##### DOCUMENT TEXT
Promotional single by Jennifer Lopez

from the album Love?
- Released: April 22, 2011
- Recorded: 2009
- Studio: Conway Studios, Hollywood
- Genre: Electropop
- Length: 4:27
- Label: Island
- Songwriters: Diana Gordon; Dernst Emile II;
- Producers: D'Mile; Kuk Harrell;

Audio video
- "(What Is) Love?" on YouTube

= (What Is) Love? =

2011 song by Jennifer Lopez

"(What Is) Love?" is a song recorded by American entertainer Jennifer Lopez. Originally entitled "What Is Love?", the song appeared on the soundtrack to The Back-up Plan (2010), a film in which Lopez stars, and was presented in Italy at the Sanremo Music Festival 2010. The song was later included on Lopez's seventh studio album Love? (2011), as the album's title track. "(What Is) Love?" is a midtempo electropop song written by Diana "Wynter" Gordon, with the song's producer Emile "D'Mile" Dernst II. The song is about "not knowing what love is", according to Gordon. A remix of "(What Is) Love?", entitled "What Is Love? Part II", was produced by Jean-Baptiste. It was considered for inclusion on Love? and was leaked onto the internet in April 2013.

The song was due to be released as a promotional single from Love? on April 26, 2011, but was "unlocked" and released on April 22, 2011 by Island Records through a campaign on Lopez's Facebook page. Upon its promotional release, the song debuted at number 97 on the South Korea Gaon International Chart and at 33 on the Productores de Música de España.
##########
##### STORED RECORDS
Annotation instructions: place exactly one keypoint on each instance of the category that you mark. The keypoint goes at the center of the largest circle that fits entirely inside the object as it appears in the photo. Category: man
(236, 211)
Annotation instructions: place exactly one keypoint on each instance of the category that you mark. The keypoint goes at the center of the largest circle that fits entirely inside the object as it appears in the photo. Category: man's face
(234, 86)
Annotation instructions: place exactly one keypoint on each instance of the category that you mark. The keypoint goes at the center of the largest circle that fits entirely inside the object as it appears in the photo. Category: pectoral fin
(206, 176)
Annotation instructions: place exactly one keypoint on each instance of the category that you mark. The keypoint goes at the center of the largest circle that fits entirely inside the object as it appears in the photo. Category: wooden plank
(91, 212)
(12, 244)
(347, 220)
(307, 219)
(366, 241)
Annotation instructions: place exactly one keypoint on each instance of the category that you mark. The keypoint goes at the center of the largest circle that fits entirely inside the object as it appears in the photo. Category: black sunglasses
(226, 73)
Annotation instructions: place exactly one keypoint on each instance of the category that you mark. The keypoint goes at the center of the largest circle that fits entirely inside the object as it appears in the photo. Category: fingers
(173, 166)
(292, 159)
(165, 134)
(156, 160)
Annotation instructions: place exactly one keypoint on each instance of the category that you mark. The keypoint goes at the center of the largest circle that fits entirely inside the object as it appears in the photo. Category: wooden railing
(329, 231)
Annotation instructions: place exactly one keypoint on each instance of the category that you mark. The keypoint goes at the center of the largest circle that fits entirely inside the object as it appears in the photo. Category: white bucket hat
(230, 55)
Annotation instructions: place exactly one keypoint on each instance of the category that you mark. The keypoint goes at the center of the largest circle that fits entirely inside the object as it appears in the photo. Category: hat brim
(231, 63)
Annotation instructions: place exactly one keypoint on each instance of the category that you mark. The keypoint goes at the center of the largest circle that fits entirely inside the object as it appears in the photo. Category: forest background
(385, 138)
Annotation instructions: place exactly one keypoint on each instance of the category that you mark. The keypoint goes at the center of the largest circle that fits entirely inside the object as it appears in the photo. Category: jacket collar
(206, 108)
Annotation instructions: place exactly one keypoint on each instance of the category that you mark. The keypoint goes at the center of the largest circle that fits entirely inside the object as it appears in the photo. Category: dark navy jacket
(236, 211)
##########
- **TASK INSTRUCTIONS**
(a) Condense the paragraph of the song article that begins "The song was due to be released" into two shorter sentences, keeping its main facts.
(b) In the song article, revise the passage starting at "The song was due" and ending at "Música de España.", putting "the Island label" in place of "Island Records".

- **RESULTS FOR THE EXERCISE**
(a) Planned as a promotional single from Love? for April 26, 2011, the song was instead "unlocked" and released by Island Records on April 22, 2011, through a campaign on Lopez's Facebook page. It then debuted at number 97 on the South Korea Gaon International Chart and at 33 on the Productores de Música de España.

(b)
The song was due to be released as a promotional single from Love? on April 26, 2011, but was "unlocked" and released on April 22, 2011 by the Island label through a campaign on Lopez's Facebook page. Upon its promotional release, the song debuted at number 97 on the South Korea Gaon International Chart and at 33 on the Productores de Música de España.